→ **Written exercise**: Reproduce the following lines word for word, with no changes.

Bounding-box lines:
* * * * * * * * *

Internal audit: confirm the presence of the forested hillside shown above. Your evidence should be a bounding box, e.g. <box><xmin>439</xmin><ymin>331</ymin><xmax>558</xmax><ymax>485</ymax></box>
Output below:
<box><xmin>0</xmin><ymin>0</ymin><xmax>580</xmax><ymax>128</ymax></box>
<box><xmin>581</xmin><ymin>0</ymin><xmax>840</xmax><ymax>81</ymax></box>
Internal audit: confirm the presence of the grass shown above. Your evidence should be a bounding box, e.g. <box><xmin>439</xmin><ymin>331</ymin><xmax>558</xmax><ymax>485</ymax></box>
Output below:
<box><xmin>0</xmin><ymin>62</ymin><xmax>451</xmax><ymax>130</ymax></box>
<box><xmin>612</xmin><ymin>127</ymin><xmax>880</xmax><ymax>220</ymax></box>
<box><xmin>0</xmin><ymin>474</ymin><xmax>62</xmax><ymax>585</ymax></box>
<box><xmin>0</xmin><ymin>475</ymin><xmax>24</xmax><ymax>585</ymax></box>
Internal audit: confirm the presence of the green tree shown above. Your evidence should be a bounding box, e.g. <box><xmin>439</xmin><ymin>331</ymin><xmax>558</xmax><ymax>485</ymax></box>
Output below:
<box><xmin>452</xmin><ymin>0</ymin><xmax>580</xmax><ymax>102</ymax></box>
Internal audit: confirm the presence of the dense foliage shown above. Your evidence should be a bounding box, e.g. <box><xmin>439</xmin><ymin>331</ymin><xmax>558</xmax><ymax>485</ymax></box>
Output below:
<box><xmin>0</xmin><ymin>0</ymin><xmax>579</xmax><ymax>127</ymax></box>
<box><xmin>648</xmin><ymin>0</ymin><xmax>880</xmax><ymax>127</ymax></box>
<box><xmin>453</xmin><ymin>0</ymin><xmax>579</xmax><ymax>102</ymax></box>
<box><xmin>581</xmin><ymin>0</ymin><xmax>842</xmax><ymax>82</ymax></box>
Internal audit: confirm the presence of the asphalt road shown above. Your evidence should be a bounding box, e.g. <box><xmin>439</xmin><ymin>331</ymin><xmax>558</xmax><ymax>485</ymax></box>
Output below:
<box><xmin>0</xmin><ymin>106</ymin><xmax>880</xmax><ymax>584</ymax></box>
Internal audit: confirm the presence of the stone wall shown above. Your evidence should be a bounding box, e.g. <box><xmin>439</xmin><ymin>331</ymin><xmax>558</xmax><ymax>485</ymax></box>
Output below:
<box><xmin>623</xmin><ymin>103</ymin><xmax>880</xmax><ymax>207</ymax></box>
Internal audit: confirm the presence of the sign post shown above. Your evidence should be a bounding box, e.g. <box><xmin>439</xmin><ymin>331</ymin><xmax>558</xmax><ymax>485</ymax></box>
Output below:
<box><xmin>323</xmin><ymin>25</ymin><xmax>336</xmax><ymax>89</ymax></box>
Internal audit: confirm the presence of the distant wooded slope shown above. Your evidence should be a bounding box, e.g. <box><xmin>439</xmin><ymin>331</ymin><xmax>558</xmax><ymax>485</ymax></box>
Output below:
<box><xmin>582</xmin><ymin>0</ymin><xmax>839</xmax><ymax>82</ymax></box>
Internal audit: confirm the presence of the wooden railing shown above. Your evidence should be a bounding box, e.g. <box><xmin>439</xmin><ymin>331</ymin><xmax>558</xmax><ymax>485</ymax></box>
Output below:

* * * * * * * * *

→ **Exercise answer**:
Internal audit: confirm the presence of the forested hillside shown above. Your evidence should be a bounding box, e.g. <box><xmin>439</xmin><ymin>331</ymin><xmax>558</xmax><ymax>485</ymax></box>
Output below:
<box><xmin>0</xmin><ymin>0</ymin><xmax>580</xmax><ymax>128</ymax></box>
<box><xmin>581</xmin><ymin>0</ymin><xmax>840</xmax><ymax>81</ymax></box>
Internal audit: confirm the presence of the grass shown above. Your evidence should be a bounding box, e.g. <box><xmin>439</xmin><ymin>331</ymin><xmax>558</xmax><ymax>485</ymax></box>
Output below:
<box><xmin>0</xmin><ymin>62</ymin><xmax>451</xmax><ymax>130</ymax></box>
<box><xmin>612</xmin><ymin>127</ymin><xmax>880</xmax><ymax>220</ymax></box>
<box><xmin>0</xmin><ymin>474</ymin><xmax>62</xmax><ymax>585</ymax></box>
<box><xmin>0</xmin><ymin>475</ymin><xmax>24</xmax><ymax>585</ymax></box>
Internal audit: confirm the presence of the green tree shown above. Your evidence should be a bounding box, e.g. <box><xmin>439</xmin><ymin>331</ymin><xmax>558</xmax><ymax>485</ymax></box>
Output below:
<box><xmin>452</xmin><ymin>0</ymin><xmax>580</xmax><ymax>102</ymax></box>
Internal audit: confirm the presence of the dense foliage shown above. Your evidence should be a bounding box, e.g. <box><xmin>439</xmin><ymin>331</ymin><xmax>558</xmax><ymax>485</ymax></box>
Output below:
<box><xmin>0</xmin><ymin>0</ymin><xmax>579</xmax><ymax>127</ymax></box>
<box><xmin>648</xmin><ymin>0</ymin><xmax>880</xmax><ymax>127</ymax></box>
<box><xmin>453</xmin><ymin>0</ymin><xmax>579</xmax><ymax>102</ymax></box>
<box><xmin>581</xmin><ymin>0</ymin><xmax>842</xmax><ymax>82</ymax></box>
Internal audit: confirm the presence of the asphalt road shown above. Your evidence should be a bounding box, e.g. <box><xmin>439</xmin><ymin>331</ymin><xmax>558</xmax><ymax>485</ymax></box>
Output below:
<box><xmin>0</xmin><ymin>106</ymin><xmax>880</xmax><ymax>584</ymax></box>
Internal audit: confirm the presence of the stone wall shown above. Your evidence should be a bounding box, e.g. <box><xmin>439</xmin><ymin>331</ymin><xmax>558</xmax><ymax>485</ymax></box>
Output below:
<box><xmin>623</xmin><ymin>103</ymin><xmax>880</xmax><ymax>207</ymax></box>
Internal audit: confirm the presence of the sign post shown above. Your evidence should be a bounding box, e.g. <box><xmin>439</xmin><ymin>331</ymin><xmax>558</xmax><ymax>485</ymax></box>
Output below:
<box><xmin>323</xmin><ymin>25</ymin><xmax>336</xmax><ymax>89</ymax></box>
Internal audit: confirm the presence of the distant wooded slope shown above. Your evidence should be a bounding box, e.g. <box><xmin>439</xmin><ymin>331</ymin><xmax>558</xmax><ymax>485</ymax></box>
Output below:
<box><xmin>582</xmin><ymin>0</ymin><xmax>839</xmax><ymax>82</ymax></box>
Internal audit: confirm the presence of the wooden railing shown above. Your evidence should be a bounding box, e.g. <box><xmin>439</xmin><ymin>331</ymin><xmax>558</xmax><ymax>485</ymax></box>
Output below:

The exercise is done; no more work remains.